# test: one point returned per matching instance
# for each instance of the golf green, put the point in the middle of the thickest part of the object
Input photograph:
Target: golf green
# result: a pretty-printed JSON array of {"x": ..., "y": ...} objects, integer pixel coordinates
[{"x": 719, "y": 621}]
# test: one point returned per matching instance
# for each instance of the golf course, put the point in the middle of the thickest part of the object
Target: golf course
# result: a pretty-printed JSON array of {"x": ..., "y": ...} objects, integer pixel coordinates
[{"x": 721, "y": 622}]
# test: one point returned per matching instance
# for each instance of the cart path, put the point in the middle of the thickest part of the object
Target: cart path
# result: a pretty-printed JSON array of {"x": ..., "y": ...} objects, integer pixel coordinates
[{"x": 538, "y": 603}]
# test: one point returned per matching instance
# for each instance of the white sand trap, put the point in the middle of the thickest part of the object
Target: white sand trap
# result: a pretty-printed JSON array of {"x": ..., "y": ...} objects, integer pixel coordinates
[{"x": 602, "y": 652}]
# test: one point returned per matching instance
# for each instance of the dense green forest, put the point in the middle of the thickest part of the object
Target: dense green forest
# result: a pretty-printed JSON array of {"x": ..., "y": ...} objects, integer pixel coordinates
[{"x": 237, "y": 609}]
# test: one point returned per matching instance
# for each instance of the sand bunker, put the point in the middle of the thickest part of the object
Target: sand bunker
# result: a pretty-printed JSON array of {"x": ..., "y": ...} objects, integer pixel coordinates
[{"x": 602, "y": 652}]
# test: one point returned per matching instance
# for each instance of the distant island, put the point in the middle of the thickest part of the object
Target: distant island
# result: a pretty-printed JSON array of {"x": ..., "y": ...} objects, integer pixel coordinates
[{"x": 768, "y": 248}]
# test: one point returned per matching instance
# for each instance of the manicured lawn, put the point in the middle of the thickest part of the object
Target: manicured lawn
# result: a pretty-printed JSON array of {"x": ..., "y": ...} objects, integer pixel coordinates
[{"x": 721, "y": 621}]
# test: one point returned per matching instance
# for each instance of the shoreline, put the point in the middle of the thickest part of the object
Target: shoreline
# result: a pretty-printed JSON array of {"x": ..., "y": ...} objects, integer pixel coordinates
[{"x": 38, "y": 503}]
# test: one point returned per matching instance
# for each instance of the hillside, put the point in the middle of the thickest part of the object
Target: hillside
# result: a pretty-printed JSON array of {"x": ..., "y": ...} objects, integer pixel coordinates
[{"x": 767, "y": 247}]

— Problem to solve —
Write out every line of the records above as a JSON list of strings, with one string per line and blank lines omitted.

— Response to the task —
[
  "# test: one point returned per matching instance",
  "# for each instance of the golf green, put the point in the middle of the thickest part of the object",
  "Input photograph:",
  "Target: golf green",
  "# result: a pretty-printed JSON array of {\"x\": ..., \"y\": ...} objects, integer pixel coordinates",
  "[{\"x\": 719, \"y\": 621}]",
  "# test: one point returned per matching instance",
  "# for each instance of the golf course, put the point in the middle of the thickest part of the object",
  "Target: golf course",
  "# result: a pretty-printed JSON array of {\"x\": ..., \"y\": ...} objects, integer pixel coordinates",
  "[{\"x\": 721, \"y\": 622}]",
  "# test: one point returned per matching instance",
  "# for each instance of the cart path, put the point in the middle of the thickest part of the object",
  "Target: cart path",
  "# result: a pretty-printed JSON array of {\"x\": ..., \"y\": ...} objects, integer pixel coordinates",
  "[{\"x\": 538, \"y\": 603}]",
  "# test: one point returned per matching instance",
  "# for each instance of the white sand trap, put the point in the middle of the thickest part of the object",
  "Target: white sand trap",
  "# result: a pretty-printed JSON array of {\"x\": ..., \"y\": ...} objects, integer pixel coordinates",
  "[{\"x\": 602, \"y\": 652}]",
  "# test: one point returned per matching instance",
  "# for each instance of the dense green forest, put the point in the middle of the thickest part of the object",
  "Target: dense green forest",
  "# result: a pretty-printed JSON array of {\"x\": ..., \"y\": ...} objects, integer pixel coordinates",
  "[{\"x\": 237, \"y\": 609}]",
  "# test: one point returned per matching instance",
  "# for each instance of the sand bunker, put the point in the middle of the thickest part of the object",
  "Target: sand bunker",
  "# result: a pretty-printed JSON array of {\"x\": ..., \"y\": ...} objects, integer pixel coordinates",
  "[{\"x\": 602, \"y\": 652}]",
  "# test: one point returned per matching instance",
  "# for each instance of the distant island, put the point in the middle of the thickest part of the object",
  "Target: distant island",
  "# result: a pretty-printed JSON array of {\"x\": ..., \"y\": ...} objects, integer pixel coordinates",
  "[{\"x\": 768, \"y\": 248}]",
  "# test: one point returned per matching instance",
  "# for each instance of the manicured lawn, put the point in the middle of the thickest part of the object",
  "Target: manicured lawn",
  "# result: a pretty-printed JSON array of {\"x\": ..., \"y\": ...} objects, integer pixel coordinates",
  "[{\"x\": 721, \"y\": 621}]",
  "# test: one point returned per matching instance",
  "# for each instance of the shoreline, put the point in the middle of the thickest part of the object",
  "Target: shoreline",
  "# result: a pretty-printed JSON array of {\"x\": ..., \"y\": ...} objects, integer pixel coordinates",
  "[{\"x\": 38, \"y\": 503}]",
  "# test: one point returned per matching instance",
  "# for each instance of the hillside, put the point in the middle of the thickest part of the object",
  "Target: hillside",
  "# result: a pretty-printed JSON array of {\"x\": ..., \"y\": ...} objects, integer pixel coordinates",
  "[{\"x\": 767, \"y\": 247}]"
]